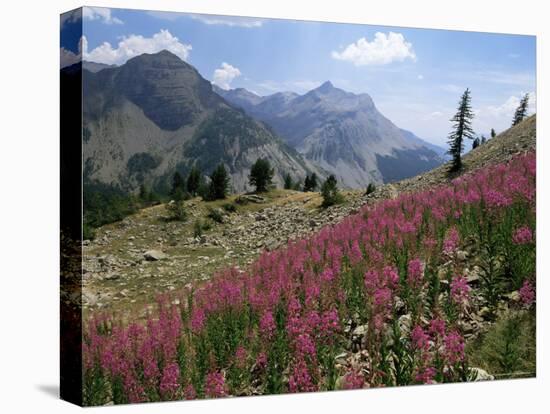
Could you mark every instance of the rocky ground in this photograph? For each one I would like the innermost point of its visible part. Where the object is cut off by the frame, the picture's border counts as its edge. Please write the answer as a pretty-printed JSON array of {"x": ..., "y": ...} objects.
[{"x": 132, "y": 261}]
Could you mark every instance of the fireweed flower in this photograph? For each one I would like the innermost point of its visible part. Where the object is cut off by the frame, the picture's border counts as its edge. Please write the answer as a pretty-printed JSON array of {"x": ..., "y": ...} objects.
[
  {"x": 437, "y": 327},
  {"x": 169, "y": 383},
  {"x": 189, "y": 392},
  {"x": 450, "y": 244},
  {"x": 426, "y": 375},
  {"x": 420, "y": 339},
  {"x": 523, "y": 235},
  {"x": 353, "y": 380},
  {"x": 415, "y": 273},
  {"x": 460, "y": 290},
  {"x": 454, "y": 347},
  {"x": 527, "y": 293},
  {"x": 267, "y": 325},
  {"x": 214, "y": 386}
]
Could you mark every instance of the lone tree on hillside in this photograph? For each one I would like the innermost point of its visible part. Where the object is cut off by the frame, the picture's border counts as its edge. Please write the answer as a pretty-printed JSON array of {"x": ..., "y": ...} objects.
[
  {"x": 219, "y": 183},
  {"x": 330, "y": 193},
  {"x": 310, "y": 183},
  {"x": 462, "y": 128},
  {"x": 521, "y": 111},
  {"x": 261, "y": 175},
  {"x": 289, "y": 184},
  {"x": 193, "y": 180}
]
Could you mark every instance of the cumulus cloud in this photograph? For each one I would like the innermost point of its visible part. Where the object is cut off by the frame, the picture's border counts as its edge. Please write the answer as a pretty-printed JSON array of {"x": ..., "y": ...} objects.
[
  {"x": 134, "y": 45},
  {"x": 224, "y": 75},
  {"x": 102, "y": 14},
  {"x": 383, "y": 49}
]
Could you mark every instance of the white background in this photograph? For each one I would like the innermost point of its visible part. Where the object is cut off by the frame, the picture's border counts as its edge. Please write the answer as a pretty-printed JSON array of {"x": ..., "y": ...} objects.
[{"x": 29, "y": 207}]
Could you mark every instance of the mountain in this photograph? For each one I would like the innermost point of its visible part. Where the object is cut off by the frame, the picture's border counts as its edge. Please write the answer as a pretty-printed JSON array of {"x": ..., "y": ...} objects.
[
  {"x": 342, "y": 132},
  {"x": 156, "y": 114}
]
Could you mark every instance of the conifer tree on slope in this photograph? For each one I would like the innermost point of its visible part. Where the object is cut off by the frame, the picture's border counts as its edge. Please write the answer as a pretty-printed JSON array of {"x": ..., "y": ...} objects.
- - - - -
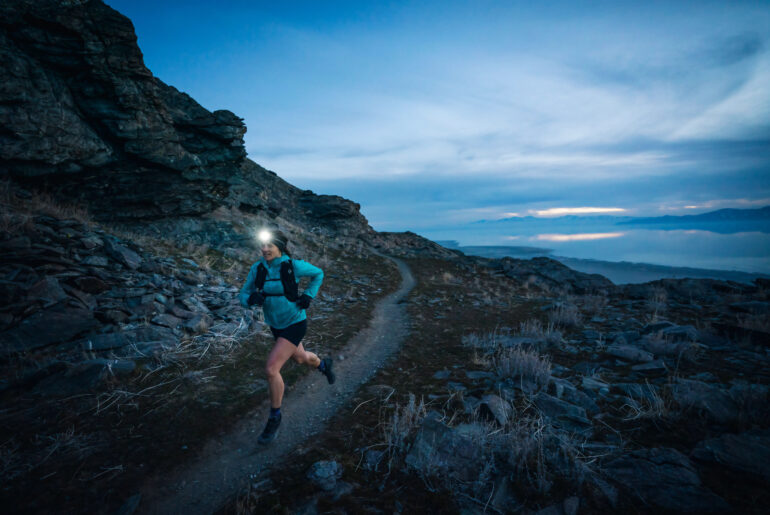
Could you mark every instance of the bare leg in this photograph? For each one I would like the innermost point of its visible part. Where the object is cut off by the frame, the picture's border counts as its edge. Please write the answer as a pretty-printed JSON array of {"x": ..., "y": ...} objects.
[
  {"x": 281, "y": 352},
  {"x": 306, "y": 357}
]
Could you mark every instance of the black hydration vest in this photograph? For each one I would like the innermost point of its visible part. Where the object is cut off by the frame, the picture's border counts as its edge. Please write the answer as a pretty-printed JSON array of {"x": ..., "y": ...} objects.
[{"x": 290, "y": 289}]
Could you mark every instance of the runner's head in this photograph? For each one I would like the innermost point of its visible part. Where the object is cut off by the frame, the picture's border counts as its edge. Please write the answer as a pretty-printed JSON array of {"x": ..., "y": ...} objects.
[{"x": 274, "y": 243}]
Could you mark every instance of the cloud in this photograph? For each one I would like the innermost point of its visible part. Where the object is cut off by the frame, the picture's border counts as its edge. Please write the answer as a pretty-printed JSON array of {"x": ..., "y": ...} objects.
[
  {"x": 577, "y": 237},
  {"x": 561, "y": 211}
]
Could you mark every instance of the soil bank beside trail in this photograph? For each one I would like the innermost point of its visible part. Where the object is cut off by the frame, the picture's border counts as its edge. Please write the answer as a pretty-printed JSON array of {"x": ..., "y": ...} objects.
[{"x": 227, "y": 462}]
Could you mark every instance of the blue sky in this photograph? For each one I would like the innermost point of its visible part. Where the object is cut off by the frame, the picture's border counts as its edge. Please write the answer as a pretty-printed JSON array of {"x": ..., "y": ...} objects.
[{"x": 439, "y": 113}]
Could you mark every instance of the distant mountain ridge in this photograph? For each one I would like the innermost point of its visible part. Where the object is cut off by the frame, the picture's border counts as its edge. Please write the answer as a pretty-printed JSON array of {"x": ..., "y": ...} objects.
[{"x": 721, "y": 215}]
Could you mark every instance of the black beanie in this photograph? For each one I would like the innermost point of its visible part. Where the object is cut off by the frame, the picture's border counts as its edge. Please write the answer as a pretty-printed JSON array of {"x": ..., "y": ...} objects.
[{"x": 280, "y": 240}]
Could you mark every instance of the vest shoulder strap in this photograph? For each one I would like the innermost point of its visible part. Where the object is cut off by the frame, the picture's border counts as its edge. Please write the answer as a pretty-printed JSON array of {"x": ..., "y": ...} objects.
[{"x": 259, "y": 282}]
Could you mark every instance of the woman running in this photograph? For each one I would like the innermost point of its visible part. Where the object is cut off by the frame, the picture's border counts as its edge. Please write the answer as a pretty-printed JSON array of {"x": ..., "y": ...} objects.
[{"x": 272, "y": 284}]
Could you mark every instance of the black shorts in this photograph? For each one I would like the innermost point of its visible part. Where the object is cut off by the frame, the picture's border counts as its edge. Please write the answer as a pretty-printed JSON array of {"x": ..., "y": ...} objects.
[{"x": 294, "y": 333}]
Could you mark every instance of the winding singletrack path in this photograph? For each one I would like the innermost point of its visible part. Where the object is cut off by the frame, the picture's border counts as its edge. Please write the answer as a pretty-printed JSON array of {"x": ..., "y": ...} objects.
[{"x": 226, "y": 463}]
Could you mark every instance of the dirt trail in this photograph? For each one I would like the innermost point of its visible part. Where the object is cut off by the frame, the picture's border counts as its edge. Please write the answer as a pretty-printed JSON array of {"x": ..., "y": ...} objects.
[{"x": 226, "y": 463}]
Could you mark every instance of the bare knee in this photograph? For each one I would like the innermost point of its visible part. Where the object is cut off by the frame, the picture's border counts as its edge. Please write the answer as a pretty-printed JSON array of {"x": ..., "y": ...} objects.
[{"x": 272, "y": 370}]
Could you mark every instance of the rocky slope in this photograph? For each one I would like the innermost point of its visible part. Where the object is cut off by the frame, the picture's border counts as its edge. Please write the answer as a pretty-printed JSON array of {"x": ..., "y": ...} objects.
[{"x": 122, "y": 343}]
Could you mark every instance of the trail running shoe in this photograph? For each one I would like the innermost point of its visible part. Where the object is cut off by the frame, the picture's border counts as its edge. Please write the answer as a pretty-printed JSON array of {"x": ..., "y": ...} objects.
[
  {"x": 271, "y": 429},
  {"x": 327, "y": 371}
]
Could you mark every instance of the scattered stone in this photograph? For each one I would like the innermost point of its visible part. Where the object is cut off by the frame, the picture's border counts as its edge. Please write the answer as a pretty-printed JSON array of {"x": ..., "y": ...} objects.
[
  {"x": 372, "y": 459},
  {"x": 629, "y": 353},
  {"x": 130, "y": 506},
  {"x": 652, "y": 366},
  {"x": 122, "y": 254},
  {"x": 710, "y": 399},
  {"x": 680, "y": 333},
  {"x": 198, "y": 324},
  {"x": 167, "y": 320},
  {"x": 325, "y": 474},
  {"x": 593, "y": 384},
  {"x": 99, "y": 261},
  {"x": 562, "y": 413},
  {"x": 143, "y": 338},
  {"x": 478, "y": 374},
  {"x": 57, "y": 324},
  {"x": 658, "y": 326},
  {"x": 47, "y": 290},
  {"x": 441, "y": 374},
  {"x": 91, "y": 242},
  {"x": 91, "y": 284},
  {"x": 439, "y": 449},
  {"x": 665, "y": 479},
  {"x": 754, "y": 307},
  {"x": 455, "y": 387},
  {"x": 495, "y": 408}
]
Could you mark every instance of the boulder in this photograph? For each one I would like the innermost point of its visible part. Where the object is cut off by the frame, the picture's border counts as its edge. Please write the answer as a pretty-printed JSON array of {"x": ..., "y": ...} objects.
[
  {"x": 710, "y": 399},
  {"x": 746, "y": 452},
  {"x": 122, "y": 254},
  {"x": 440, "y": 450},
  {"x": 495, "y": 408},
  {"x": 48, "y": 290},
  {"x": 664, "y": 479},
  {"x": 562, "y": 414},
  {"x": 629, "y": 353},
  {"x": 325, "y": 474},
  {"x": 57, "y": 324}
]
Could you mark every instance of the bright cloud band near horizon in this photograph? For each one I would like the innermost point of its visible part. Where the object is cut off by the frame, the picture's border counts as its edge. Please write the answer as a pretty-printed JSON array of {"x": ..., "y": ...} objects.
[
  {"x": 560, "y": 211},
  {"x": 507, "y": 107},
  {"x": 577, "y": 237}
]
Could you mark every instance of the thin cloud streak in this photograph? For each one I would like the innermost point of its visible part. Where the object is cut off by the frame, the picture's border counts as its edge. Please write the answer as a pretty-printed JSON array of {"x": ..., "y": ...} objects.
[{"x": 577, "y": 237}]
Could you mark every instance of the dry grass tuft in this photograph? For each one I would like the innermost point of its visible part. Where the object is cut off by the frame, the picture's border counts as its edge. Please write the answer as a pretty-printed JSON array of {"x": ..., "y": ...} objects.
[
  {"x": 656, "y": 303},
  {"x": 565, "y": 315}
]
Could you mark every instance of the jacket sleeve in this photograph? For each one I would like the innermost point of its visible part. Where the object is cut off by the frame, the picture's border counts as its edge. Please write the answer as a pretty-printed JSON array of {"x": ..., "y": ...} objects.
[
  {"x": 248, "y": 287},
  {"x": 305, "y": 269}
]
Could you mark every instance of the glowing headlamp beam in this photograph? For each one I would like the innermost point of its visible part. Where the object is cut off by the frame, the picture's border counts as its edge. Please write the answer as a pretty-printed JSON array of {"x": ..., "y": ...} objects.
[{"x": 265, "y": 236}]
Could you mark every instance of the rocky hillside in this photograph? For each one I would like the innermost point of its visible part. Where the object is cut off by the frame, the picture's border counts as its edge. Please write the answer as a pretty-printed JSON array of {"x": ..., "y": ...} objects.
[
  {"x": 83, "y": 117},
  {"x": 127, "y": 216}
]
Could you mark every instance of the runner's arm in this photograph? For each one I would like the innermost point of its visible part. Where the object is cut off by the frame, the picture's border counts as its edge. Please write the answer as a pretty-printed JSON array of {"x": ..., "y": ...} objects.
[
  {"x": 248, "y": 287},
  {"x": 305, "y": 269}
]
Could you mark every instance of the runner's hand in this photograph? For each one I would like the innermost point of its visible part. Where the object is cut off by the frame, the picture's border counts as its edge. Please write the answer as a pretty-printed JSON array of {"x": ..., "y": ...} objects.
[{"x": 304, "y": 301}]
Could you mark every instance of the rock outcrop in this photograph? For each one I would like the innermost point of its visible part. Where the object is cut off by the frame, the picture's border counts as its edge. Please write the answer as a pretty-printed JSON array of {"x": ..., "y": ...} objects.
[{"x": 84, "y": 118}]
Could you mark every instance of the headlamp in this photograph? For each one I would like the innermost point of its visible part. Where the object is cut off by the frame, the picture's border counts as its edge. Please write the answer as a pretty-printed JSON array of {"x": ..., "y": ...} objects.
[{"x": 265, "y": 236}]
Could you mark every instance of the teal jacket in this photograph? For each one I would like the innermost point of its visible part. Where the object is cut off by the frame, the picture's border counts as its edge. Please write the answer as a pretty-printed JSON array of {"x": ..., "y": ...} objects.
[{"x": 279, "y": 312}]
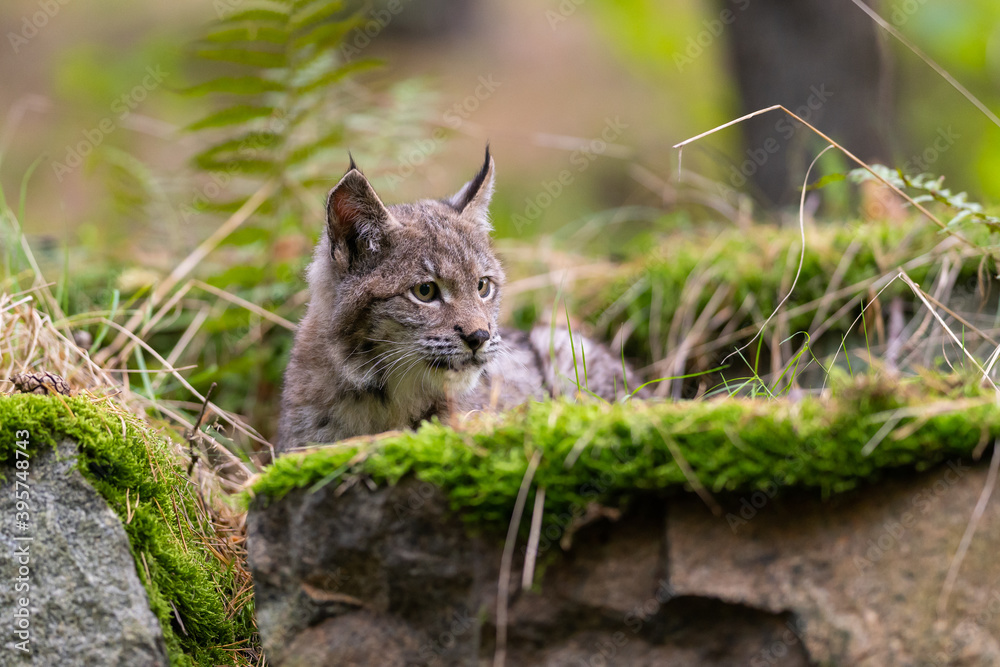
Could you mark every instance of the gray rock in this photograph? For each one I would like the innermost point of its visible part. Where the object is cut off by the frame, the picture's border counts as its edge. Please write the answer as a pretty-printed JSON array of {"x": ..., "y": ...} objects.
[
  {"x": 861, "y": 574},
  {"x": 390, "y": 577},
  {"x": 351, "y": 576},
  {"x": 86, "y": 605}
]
- - - - -
## Instruction
Gather every line above that contains the string "headlamp", copying each one in full.

## Written reply
Could you mark every instance of the glowing headlamp beam in this photograph? For each one I would like the innermost point of its visible part. Where the object is cut off by the frame, the picture's border counts as its edge. Please write the answer as a pretty-printed JSON array of {"x": ..., "y": ...} objects.
Could you mark every instance of the headlamp in this photograph? For each one I would like the innermost point of its visible part. Where the object is cut off by the frame, the picture's border counts as its edge. Please write the answer as a pretty-printed JSON array of {"x": ..., "y": ...} objects.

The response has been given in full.